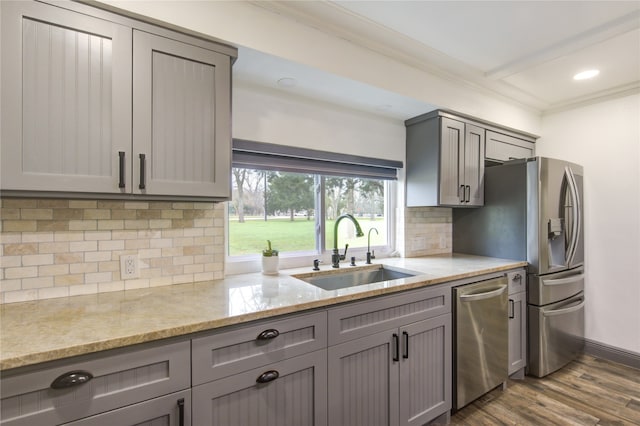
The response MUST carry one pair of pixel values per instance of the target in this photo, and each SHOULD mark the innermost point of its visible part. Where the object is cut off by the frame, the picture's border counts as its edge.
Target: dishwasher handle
(481, 296)
(564, 311)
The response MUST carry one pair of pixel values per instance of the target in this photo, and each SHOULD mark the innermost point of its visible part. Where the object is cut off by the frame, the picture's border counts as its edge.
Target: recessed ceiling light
(287, 82)
(585, 75)
(384, 107)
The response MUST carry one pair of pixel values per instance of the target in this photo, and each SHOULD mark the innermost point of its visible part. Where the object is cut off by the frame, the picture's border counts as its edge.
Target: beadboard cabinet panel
(66, 99)
(181, 107)
(119, 378)
(295, 394)
(106, 106)
(168, 410)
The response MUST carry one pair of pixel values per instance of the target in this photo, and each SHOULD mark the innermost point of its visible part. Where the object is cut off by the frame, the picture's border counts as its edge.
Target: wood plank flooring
(588, 391)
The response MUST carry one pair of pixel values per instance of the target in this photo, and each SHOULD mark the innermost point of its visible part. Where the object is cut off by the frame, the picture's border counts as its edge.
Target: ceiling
(527, 51)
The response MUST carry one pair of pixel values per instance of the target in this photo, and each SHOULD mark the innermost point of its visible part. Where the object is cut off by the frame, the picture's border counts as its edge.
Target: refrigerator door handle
(564, 311)
(575, 213)
(563, 281)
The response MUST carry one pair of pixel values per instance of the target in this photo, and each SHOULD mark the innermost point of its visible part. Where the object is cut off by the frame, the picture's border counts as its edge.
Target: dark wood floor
(589, 391)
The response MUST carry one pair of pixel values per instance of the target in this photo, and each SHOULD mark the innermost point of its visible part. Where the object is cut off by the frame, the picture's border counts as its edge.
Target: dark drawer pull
(181, 412)
(271, 333)
(142, 172)
(268, 376)
(121, 169)
(71, 379)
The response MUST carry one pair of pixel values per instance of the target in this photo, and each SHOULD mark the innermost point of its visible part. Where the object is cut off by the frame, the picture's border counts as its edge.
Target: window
(295, 207)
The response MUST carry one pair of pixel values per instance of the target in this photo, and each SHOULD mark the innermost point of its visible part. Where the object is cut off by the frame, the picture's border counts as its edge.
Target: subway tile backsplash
(427, 231)
(56, 248)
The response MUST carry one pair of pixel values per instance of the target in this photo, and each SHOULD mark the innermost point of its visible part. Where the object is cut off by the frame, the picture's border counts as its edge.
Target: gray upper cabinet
(98, 103)
(181, 118)
(66, 101)
(445, 162)
(502, 147)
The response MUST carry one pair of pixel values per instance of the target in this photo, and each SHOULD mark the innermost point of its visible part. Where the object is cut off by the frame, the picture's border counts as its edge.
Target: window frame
(300, 259)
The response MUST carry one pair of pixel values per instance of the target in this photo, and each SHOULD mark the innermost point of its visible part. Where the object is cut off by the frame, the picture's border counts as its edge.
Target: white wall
(605, 139)
(245, 24)
(267, 116)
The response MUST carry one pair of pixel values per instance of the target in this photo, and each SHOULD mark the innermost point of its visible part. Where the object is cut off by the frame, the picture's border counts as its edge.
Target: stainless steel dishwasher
(481, 346)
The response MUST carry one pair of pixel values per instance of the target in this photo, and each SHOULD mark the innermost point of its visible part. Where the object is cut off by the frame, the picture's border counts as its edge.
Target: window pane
(285, 216)
(364, 199)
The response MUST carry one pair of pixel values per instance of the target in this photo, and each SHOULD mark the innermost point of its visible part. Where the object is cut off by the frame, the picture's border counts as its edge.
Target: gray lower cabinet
(97, 103)
(517, 321)
(396, 377)
(81, 387)
(390, 359)
(445, 162)
(292, 392)
(168, 410)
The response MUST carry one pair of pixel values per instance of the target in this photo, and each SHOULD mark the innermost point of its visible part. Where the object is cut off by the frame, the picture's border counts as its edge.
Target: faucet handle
(344, 256)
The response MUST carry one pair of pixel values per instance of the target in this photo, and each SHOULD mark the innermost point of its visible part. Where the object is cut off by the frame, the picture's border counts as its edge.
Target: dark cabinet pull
(181, 412)
(267, 376)
(396, 347)
(405, 336)
(142, 172)
(71, 379)
(121, 167)
(269, 334)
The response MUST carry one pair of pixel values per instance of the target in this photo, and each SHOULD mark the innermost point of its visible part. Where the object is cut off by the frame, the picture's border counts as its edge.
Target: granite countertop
(46, 330)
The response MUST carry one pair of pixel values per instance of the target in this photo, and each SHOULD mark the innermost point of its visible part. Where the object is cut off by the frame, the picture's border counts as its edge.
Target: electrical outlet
(129, 266)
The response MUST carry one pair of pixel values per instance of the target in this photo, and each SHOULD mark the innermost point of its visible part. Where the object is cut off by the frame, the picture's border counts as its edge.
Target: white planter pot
(270, 265)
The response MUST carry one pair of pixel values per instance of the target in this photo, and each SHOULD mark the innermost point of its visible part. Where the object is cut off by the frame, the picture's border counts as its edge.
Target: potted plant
(270, 260)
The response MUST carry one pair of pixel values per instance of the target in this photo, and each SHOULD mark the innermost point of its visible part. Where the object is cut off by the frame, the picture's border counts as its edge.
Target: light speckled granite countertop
(46, 330)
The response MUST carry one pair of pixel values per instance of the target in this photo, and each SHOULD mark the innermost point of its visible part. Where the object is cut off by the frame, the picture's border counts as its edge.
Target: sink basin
(337, 280)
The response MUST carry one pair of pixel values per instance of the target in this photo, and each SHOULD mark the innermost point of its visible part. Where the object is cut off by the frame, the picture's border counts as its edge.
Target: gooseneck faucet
(336, 257)
(369, 254)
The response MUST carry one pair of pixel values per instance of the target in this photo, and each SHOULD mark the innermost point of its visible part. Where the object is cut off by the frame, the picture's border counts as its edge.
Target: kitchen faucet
(336, 257)
(369, 254)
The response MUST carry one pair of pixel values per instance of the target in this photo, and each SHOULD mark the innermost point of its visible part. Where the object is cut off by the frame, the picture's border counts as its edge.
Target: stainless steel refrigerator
(534, 211)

Directions — Reproduce the material word for word, minus the images.

Task response —
The response MUST carry one pair of pixel values per instance of the target in this photo, and each SHOULD mark the innermost point of its visible part. Where the object is cut off by the frame, the picture's border counts as its edge.
Target: dishwasher handle
(481, 296)
(564, 311)
The response MUST carry one pair of pixel values per instance of the target in this photo, and each SHOULD mark the innermost point of its visible part. Where the object is cut off by the frame, the picture's border counts as its edge.
Target: recessed ceiling light
(287, 82)
(585, 75)
(384, 107)
The response MUST carry one pair of pixel values per instance of the target in this photo, and each SHOULD mark the innermost point of its visible part. Where the object is cut off by the frame, the picture's border counts as its edge.
Target: beadboard cabinet panel
(66, 99)
(181, 107)
(119, 378)
(295, 394)
(106, 106)
(168, 410)
The response MUST carry one pair of pixel values per instance of the target in this photo, and each SHOULD mark the innermost point of its visible part. Where the object is cut off by the frame, the picture's border counts as its edge.
Target: wood plank flooring
(588, 391)
The response MUST carry one pair of pixel values per instance of the target in this photo, and each SHOULD mark the innermost point of its visible part. Where the object is cut off by the frame, the picture's border counts as its edge.
Target: ceiling
(527, 51)
The response MUST carry one pair of pixel values per instance of the target in this photo, and each SHOULD mark the innermost point of its visible part. Where the object is cut off by the frame, the picture's border counts as its edge.
Target: refrigerator door handle
(564, 311)
(575, 213)
(563, 281)
The response MUST carry one pair of pixel values per instance of the target in this photo, and each SHOULD mark the innermost point of its visible part. Where the object is cut off by the frame, the picture's border counts as its edge.
Target: dark wood floor
(589, 391)
The response MUST carry one pair of pixel values per instance of the target in this photo, and each SHOULD mark the innermost point of its visible part. Where the object is cut off by the frame, the picture's border counts as its edge.
Target: dark drawer pull
(181, 412)
(271, 333)
(142, 172)
(268, 376)
(121, 169)
(71, 379)
The response MUST carry one pair of pixel values per instance of the target in this photo, and each SHOULD mark the innermost point of its visible part. Where the object is cut off by the frame, the picture's border counts as its edge.
Target: window
(295, 207)
The response MUST carry one pair of pixel values per instance of the target in this photo, and each SHOULD mark the innermost point of its visible part. Where the object is cut off by the frame, the picture's border counts as its edge.
Target: subway tile backsplash
(427, 231)
(56, 248)
The response MUST carry one pair of pixel values per instance of the target in this photo, and each SHOULD mark the innermost point of its visible part. Where the object is cut off by the frame, the picture's border counts as its edge.
Target: gray upper cabinet
(98, 103)
(181, 118)
(66, 101)
(445, 162)
(502, 147)
The response MUST carry one pair of pixel values per instance of the target in this photo, and each SHOULD mark the innermost point of its visible part. Where the object is cut off by the frame, the picture's border counts as its edge.
Target: window frame
(300, 259)
The response MUST carry one pair of pixel values per instance of the target in this photo, and each SHOULD mark the innermost point of its visible part. Where the object is cut off by the frame, the picture's border counts as its edge.
Target: white wall
(605, 139)
(245, 24)
(267, 116)
The response MUST carry one pair of pixel values per instance of the target in this photo, and each SHOULD mark the innermost point of its visible part. Where the object is cut off by the frame, the picture's border counts as its edge.
Target: stainless steel dishwasher
(481, 346)
The response MUST carry one pair of pixel values per instance of the target in this photo, and each SHOULD mark the innermost point of its visible part. Where the object is cut off by the frame, the picture's border counts as its edge.
Target: window pane
(285, 216)
(364, 199)
The response MUST carry one pair of pixel values per instance of the target in this photo, and each SHOULD mark the innermost point of its visible part. Where the object is cut off by the frame, the picture's border counts as its edge.
Target: gray lower cabinet
(97, 103)
(517, 321)
(396, 377)
(81, 387)
(390, 359)
(445, 162)
(292, 392)
(168, 410)
The response MUST carry one pair of pixel values per instance of the target in this photo, and each SHOULD mark the innermost point of its visible part. Where the object is cut off by the frame, the picture's border counts as its edge.
Target: faucet handle
(344, 256)
The response MUST carry one pair of pixel values per instance of the target in this photo, and each SHOULD mark the innermost point of its visible part. Where the object is cut off by the frame, the picture's border counts as its edge.
Target: dark cabinet pull
(181, 412)
(267, 376)
(396, 347)
(405, 336)
(142, 172)
(71, 379)
(121, 167)
(269, 334)
The response MUST carry one pair of pixel values per instance of the target in this photo, and each SHOULD mark the innermost point of its visible part. Where the object is cut off by the frame, the picture's border counts as its edge.
Target: granite countertop
(46, 330)
The response MUST carry one pair of pixel values per instance of the target in this photo, and each SHOULD mark the innermost point of its visible part. Where the object is cut off by the frame, the picture's border counts as its edge.
Target: electrical outlet
(129, 266)
The response MUST carry one pair of pixel values per instance of the target in this photo, and each SHOULD mark the innermost point of its visible part. Where the object is cut off by the frame, the picture's border counts as its edge.
Target: white planter pot
(270, 265)
The response MUST carry one pair of pixel values per instance of the target in this photo, and each SHOULD mark the innermost point of its visible part. Where the object is cut off by the frame, the picture's border counts as its edge.
Target: potted plant
(270, 260)
The response MUST carry one pair of pixel values per instance of the target in this photo, and each SHOULD mark the innermost point of its visible part. Where the object is cut off by the frame, the picture's border counts as its edge.
Target: light speckled granite countertop
(46, 330)
The response MUST carry one pair of pixel values per instance of the target in this photo, and each SHOULD mark the innermost point of its visible part. Where the object is cut off by the frame, the picture's border counts as its edge.
Target: sink basin
(337, 280)
The response MUST carry one pair of pixel values per instance of the target in this photo, and each SHOULD mark the innermost point of its visible part. Where the object is cut off by the frame, the picture's border counts as its edge.
Target: gooseneck faucet
(336, 257)
(369, 254)
The response MUST carry one pair of pixel values per instance of the target in this photo, and each SHOULD mark the innermost point of its visible part. Where the object is cut off by the frame, the picture's border counts as its edge.
Target: kitchen faucet
(336, 257)
(369, 254)
The response MUST carry one pair of pixel values per instance of the target in this photo, and each SHOULD mark the innermost point of its visible part. Where the object is cut off by the frame, the picture's border counts as its edge.
Target: stainless steel refrigerator
(534, 211)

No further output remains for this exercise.